Records of labeled points:
+--

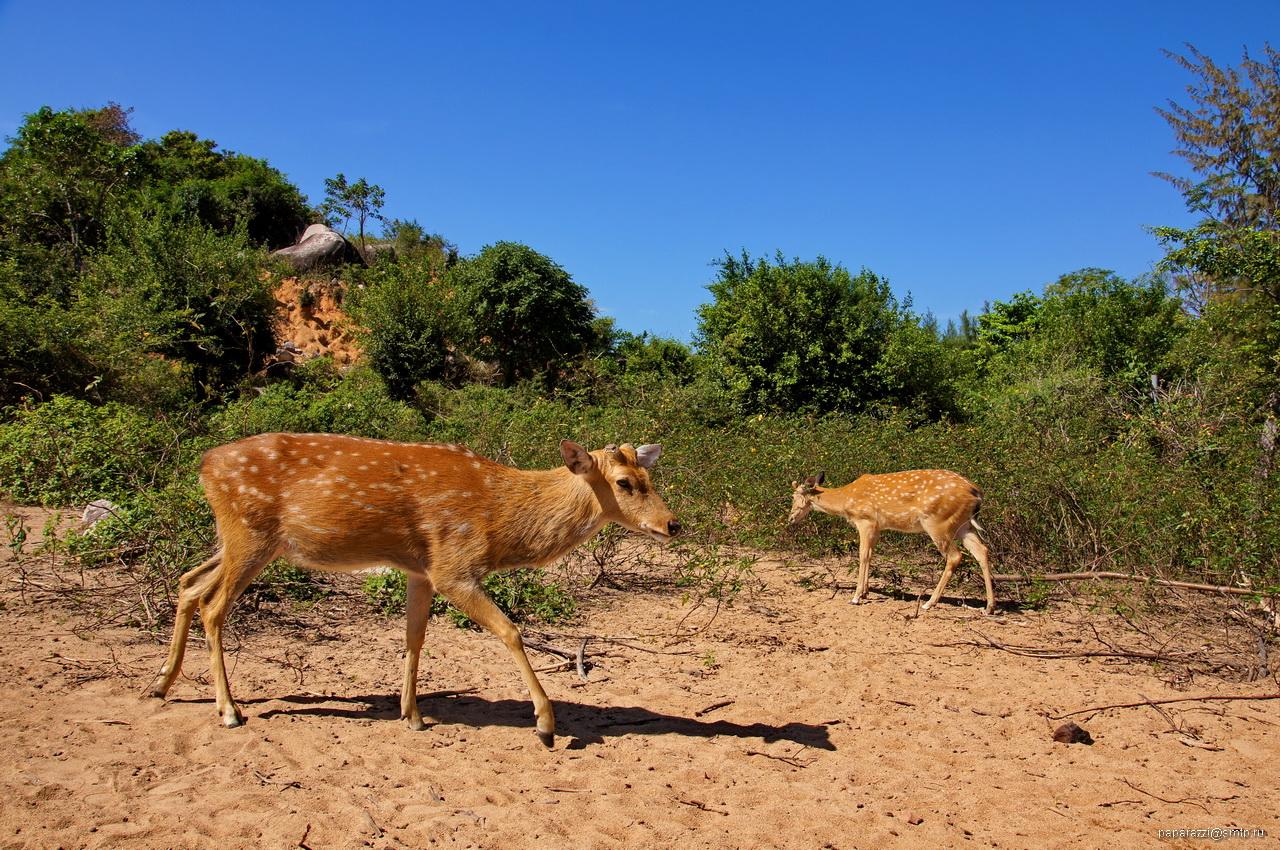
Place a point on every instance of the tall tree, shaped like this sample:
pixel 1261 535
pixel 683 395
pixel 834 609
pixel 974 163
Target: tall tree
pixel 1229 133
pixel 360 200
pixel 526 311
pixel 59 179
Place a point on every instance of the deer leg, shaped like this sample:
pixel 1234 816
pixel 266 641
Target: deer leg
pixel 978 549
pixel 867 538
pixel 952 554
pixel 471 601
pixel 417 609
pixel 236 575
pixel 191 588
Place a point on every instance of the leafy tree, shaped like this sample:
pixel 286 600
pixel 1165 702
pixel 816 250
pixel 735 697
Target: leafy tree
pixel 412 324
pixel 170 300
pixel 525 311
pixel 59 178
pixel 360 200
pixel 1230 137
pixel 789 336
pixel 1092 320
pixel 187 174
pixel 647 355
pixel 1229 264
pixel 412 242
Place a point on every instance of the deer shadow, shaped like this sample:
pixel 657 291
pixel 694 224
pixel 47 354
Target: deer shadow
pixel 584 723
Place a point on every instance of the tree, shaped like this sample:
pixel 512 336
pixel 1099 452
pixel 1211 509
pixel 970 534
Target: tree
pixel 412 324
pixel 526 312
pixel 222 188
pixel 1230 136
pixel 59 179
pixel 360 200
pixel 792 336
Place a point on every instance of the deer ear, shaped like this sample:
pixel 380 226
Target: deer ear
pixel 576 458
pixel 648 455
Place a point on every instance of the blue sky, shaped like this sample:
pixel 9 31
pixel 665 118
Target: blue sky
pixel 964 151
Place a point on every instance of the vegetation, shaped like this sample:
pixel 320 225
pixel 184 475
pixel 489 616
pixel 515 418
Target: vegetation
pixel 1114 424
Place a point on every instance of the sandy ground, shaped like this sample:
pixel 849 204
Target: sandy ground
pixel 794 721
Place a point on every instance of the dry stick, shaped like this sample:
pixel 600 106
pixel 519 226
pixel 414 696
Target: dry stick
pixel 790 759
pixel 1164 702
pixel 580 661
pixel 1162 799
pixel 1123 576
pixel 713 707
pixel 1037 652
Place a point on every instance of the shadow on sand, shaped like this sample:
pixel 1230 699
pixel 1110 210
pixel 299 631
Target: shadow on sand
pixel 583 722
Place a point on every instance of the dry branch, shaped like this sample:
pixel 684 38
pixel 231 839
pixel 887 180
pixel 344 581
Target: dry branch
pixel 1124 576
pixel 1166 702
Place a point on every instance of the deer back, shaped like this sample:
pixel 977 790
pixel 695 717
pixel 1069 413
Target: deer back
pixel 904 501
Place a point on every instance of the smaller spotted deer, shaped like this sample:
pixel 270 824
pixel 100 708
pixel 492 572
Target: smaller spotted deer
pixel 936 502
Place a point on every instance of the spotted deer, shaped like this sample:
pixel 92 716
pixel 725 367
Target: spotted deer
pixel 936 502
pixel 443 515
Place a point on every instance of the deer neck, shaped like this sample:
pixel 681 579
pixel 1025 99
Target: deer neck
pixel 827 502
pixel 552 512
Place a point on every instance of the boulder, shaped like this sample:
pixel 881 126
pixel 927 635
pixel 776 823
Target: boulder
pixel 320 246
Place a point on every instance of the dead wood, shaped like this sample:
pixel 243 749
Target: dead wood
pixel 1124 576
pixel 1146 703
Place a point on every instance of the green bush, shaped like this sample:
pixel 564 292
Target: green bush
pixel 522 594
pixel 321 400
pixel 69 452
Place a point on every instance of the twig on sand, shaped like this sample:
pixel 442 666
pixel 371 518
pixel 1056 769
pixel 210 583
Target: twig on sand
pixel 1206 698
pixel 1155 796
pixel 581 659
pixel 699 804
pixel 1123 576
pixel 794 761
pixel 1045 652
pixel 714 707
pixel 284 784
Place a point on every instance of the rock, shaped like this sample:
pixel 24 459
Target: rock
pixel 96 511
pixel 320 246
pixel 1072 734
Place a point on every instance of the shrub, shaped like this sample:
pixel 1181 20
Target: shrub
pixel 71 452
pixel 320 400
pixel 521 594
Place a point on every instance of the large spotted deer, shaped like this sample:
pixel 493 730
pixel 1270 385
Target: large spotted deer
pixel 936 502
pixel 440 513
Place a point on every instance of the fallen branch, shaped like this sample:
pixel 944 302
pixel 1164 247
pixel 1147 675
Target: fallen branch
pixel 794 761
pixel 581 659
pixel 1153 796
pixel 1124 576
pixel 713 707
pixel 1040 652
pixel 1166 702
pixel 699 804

+--

• **Exercise brief**
Update every one of the entries above by changing "Place a point on every instance of" to "Mark each occurrence of" and leaving all other text unchanged. Write out the revised lines without the pictures.

• **Complete response**
Mark each occurrence of the tall tree, shaped like this sample:
pixel 1261 535
pixel 683 395
pixel 834 609
pixel 974 163
Target: tall tree
pixel 1229 133
pixel 360 200
pixel 526 311
pixel 59 179
Mark each occurrence of the deer leg, shaped like this sample:
pixel 1234 816
pixel 266 641
Target: deer leg
pixel 978 549
pixel 867 538
pixel 952 554
pixel 471 601
pixel 417 609
pixel 236 575
pixel 191 588
Mark each occurrence of the leafy tree, shaped like this sample:
pixel 286 600
pixel 1165 702
pixel 816 250
pixel 735 697
Target: leafy tree
pixel 412 324
pixel 170 300
pixel 525 311
pixel 59 178
pixel 360 200
pixel 1230 137
pixel 789 336
pixel 1092 320
pixel 187 174
pixel 647 355
pixel 1229 264
pixel 412 242
Mark each occurrence of the deer shadow, shaped like this sample:
pixel 657 291
pixel 694 224
pixel 47 354
Target: deer shadow
pixel 584 723
Mark each occurrence of the tree, shaped like this sample:
pixel 512 336
pixel 1099 452
pixel 1211 509
pixel 970 534
Target: tree
pixel 412 324
pixel 526 312
pixel 222 188
pixel 1230 136
pixel 59 179
pixel 360 200
pixel 792 336
Mark each occurrence of the deer ear, shaped like this sample:
pixel 380 226
Target: deer ear
pixel 576 458
pixel 648 455
Mark each occurrence of the blue sky, shaped like this sample:
pixel 9 31
pixel 665 118
Target: blue sky
pixel 964 151
Mark each occurrence of the vegetation, shaped like this sample:
pixel 320 225
pixel 184 475
pixel 489 616
pixel 515 418
Target: vegetation
pixel 1114 424
Mark each occurrence of the sandy ground, shaped like this sample:
pixel 849 204
Target: sandy ground
pixel 794 721
Mark each occurrence of the dry stick, shaped like this sample:
pixel 600 106
pixel 519 226
pixel 414 696
Target: dry stick
pixel 790 759
pixel 1164 702
pixel 580 661
pixel 1162 799
pixel 1123 576
pixel 713 707
pixel 1037 652
Mark each occurrence of the shadow on sand, shaped like this sample:
pixel 1230 699
pixel 1110 210
pixel 299 631
Target: shadow on sand
pixel 583 722
Mark each occurrence of the dry branch, shaped like this sample:
pixel 684 38
pixel 231 839
pixel 887 180
pixel 344 581
Target: dry branch
pixel 1124 576
pixel 1166 702
Mark each occurrence of the deer back, shaped like this sample:
pixel 977 790
pixel 695 717
pixel 1069 413
Target: deer back
pixel 904 501
Mark each occurrence of the smaller spotted deer, shaped like this sample:
pixel 270 824
pixel 100 708
pixel 492 572
Target: smaller spotted deer
pixel 936 502
Mark each occurrence of the spotted deer, shaped like this sample:
pixel 92 716
pixel 725 367
Target: spotted deer
pixel 936 502
pixel 443 515
Mark each occurrence of the deer neck, shaped like this sample:
pixel 681 579
pixel 1025 99
Target: deer neck
pixel 827 502
pixel 552 512
Mark each occurrence of the boulder, shaped like this sample:
pixel 881 126
pixel 927 635
pixel 776 823
Target: boulder
pixel 320 246
Mark each occurrence of the dead wood, shaped like this sample:
pixel 243 749
Target: dead wood
pixel 1124 576
pixel 1146 703
Mark each occurrence of the green bush, shaped like this sample:
pixel 564 292
Target: green bush
pixel 522 594
pixel 321 400
pixel 69 452
Mark each occurrence of the twig on sand, shaped like this sample:
pixel 442 666
pixel 371 518
pixel 1056 769
pixel 210 583
Target: twig on sand
pixel 1206 698
pixel 1155 796
pixel 581 659
pixel 699 804
pixel 1123 576
pixel 794 761
pixel 1045 652
pixel 714 707
pixel 284 784
Mark each occurrence of the rock, shaped like this sample:
pixel 24 459
Target: rock
pixel 96 511
pixel 320 246
pixel 1072 734
Mark each occurrence of the shrub, shaped like this sample:
pixel 1181 20
Target: shrub
pixel 71 452
pixel 320 400
pixel 521 594
Mark each occurrence of the large spotted deer, shaped like this sample:
pixel 493 730
pixel 1270 385
Target: large spotted deer
pixel 936 502
pixel 440 513
Mark each occurrence of the fallen branch, shaped like this sample:
pixel 944 302
pixel 1164 247
pixel 1147 675
Target: fallen branch
pixel 794 761
pixel 581 659
pixel 1153 796
pixel 1124 576
pixel 713 707
pixel 1040 652
pixel 1166 702
pixel 699 804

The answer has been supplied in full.